**Job 1**: According to the Deadpool commentary below, what did the character cut with swords?

**** Selected passage ****

For anyone who saw the summer movie debacle that was X-Men Origins: Wolverine, I can guarantee that the only silver lining in that stinky little cloud was Ryan Reynold's performance as Deadpool. Until, you know, they effed it up at the end. But at least for those five minutes, we got a character who wouldn't shut the hell up and who cut bullets with swords. It was fun!

I've heard all sorts of rumors about how Reynolds is a pretty big comic book fan, about how he really wanted the Deadpool role, and how he has all sorts of clauses in his contract for the character to stay true to the Deadpool persona. All of these claims are largely unsubstantiated internet rumors, but it just goes to show that the nerd portion of the internet really likes the guy. I mean, I'd drink a beer with him.

**** Entries ****

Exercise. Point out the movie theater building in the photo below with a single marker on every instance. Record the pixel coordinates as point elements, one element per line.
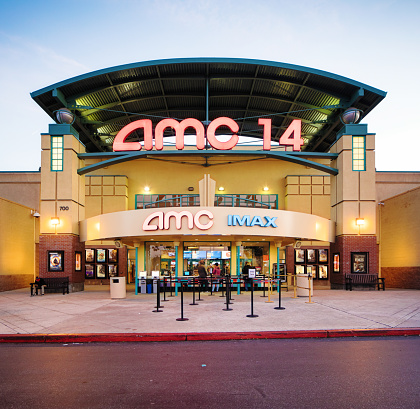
<point>157,165</point>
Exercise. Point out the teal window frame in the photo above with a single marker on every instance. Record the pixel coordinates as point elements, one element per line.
<point>57,153</point>
<point>261,201</point>
<point>148,201</point>
<point>358,153</point>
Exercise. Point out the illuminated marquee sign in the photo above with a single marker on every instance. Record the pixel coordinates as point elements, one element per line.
<point>164,220</point>
<point>235,220</point>
<point>291,136</point>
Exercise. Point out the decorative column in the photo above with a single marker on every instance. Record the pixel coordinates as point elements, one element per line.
<point>207,189</point>
<point>353,204</point>
<point>62,206</point>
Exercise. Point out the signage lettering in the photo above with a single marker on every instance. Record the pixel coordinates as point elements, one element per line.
<point>291,137</point>
<point>235,220</point>
<point>164,220</point>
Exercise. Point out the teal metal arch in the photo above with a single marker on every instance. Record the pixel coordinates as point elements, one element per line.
<point>113,158</point>
<point>205,60</point>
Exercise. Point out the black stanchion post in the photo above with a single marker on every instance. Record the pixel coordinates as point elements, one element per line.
<point>230,290</point>
<point>193,303</point>
<point>158,297</point>
<point>164,289</point>
<point>170,284</point>
<point>223,291</point>
<point>263,287</point>
<point>279,307</point>
<point>182,304</point>
<point>227,296</point>
<point>199,289</point>
<point>252,315</point>
<point>211,285</point>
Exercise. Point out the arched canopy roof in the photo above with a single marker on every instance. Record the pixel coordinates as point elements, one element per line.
<point>104,101</point>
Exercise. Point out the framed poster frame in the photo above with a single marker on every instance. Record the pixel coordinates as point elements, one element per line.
<point>323,272</point>
<point>359,262</point>
<point>89,271</point>
<point>322,256</point>
<point>300,269</point>
<point>55,260</point>
<point>311,256</point>
<point>101,271</point>
<point>300,256</point>
<point>78,261</point>
<point>101,255</point>
<point>336,262</point>
<point>112,270</point>
<point>312,270</point>
<point>89,255</point>
<point>112,255</point>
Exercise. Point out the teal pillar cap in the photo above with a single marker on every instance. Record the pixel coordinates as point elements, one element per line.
<point>62,129</point>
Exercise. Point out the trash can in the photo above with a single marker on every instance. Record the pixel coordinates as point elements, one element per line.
<point>149,284</point>
<point>302,284</point>
<point>117,287</point>
<point>143,286</point>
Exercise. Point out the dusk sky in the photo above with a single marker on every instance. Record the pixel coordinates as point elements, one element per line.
<point>373,42</point>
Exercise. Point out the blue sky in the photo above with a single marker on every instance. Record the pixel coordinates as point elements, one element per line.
<point>374,42</point>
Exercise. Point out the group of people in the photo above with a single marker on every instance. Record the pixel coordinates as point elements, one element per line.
<point>215,273</point>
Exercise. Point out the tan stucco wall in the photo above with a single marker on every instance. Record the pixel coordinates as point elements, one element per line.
<point>399,233</point>
<point>63,192</point>
<point>21,187</point>
<point>389,184</point>
<point>18,243</point>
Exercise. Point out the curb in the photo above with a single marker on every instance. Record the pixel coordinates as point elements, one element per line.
<point>206,336</point>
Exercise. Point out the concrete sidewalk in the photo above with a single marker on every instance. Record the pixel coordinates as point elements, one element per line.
<point>94,312</point>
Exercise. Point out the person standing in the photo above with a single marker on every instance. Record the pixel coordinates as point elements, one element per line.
<point>245,275</point>
<point>202,275</point>
<point>216,277</point>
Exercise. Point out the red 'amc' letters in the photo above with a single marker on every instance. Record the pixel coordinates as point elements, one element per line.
<point>291,137</point>
<point>164,220</point>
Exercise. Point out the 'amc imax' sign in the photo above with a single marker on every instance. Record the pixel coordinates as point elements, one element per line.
<point>235,220</point>
<point>290,137</point>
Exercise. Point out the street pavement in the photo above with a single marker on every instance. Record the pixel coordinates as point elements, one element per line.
<point>93,311</point>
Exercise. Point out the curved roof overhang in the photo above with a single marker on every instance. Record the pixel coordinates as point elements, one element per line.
<point>209,158</point>
<point>105,101</point>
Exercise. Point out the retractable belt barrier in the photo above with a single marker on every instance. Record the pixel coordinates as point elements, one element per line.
<point>227,283</point>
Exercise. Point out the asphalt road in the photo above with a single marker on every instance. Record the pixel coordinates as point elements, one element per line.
<point>308,373</point>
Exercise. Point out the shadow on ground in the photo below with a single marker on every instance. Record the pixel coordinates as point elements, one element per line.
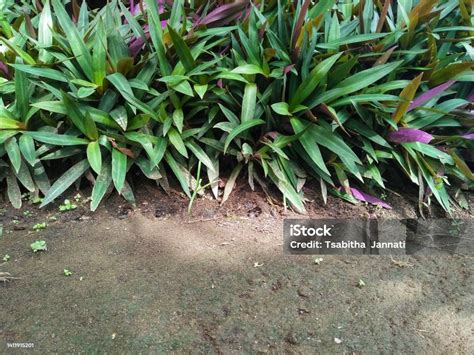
<point>147,281</point>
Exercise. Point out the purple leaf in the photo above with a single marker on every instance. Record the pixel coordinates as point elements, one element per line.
<point>407,135</point>
<point>4,69</point>
<point>420,100</point>
<point>361,196</point>
<point>287,69</point>
<point>470,97</point>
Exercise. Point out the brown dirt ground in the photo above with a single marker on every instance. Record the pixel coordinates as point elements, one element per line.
<point>153,279</point>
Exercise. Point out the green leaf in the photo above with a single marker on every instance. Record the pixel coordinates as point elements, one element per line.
<point>325,137</point>
<point>229,186</point>
<point>25,177</point>
<point>406,96</point>
<point>119,114</point>
<point>182,50</point>
<point>83,122</point>
<point>249,102</point>
<point>102,183</point>
<point>123,86</point>
<point>119,169</point>
<point>65,181</point>
<point>57,139</point>
<point>94,156</point>
<point>13,151</point>
<point>177,142</point>
<point>200,90</point>
<point>248,69</point>
<point>27,148</point>
<point>239,129</point>
<point>280,179</point>
<point>99,54</point>
<point>178,173</point>
<point>47,73</point>
<point>183,87</point>
<point>310,83</point>
<point>21,94</point>
<point>282,108</point>
<point>309,144</point>
<point>78,47</point>
<point>156,34</point>
<point>178,119</point>
<point>9,123</point>
<point>354,83</point>
<point>200,154</point>
<point>13,190</point>
<point>45,32</point>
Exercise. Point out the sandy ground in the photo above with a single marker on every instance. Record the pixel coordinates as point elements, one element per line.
<point>152,279</point>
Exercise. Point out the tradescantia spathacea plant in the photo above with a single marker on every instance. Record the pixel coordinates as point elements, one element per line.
<point>347,94</point>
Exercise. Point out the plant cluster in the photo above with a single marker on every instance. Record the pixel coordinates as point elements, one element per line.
<point>348,94</point>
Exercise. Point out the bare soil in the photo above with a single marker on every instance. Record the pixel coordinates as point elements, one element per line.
<point>155,279</point>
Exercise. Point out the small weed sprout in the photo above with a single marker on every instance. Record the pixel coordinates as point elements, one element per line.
<point>40,226</point>
<point>67,206</point>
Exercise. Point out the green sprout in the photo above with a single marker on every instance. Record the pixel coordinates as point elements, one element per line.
<point>38,245</point>
<point>361,283</point>
<point>40,226</point>
<point>67,206</point>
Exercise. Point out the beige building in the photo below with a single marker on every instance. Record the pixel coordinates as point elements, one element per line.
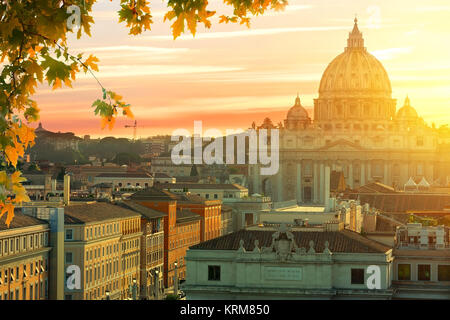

****

**Job 2**: Print the rows above from the line with "Exercise. Point out the retractable" up to and including the line with "<point>470,97</point>", leaving out any pictures.

**Reply 1**: Bullets.

**Reply 2**:
Exercise. Point out the retractable belt barrier in the photo above with a single marker on every instance. Record the pixel coordinates as point elements, one element per line.
<point>227,283</point>
Exercise. Point out the asphalt road in the photo above with a single marker on every instance. Record the pixel coordinates as point elements, one element per line.
<point>308,373</point>
Exercise. Point out the shadow on ground in the photo below with a single marker on every instance. Record the pixel coordinates as point elements, one element per line.
<point>147,281</point>
Exercise. Point out the purple leaf in the photo above with a single marker on every instance. Record the pixel coordinates as point elements, one element per line.
<point>407,135</point>
<point>4,69</point>
<point>420,100</point>
<point>361,196</point>
<point>287,69</point>
<point>470,97</point>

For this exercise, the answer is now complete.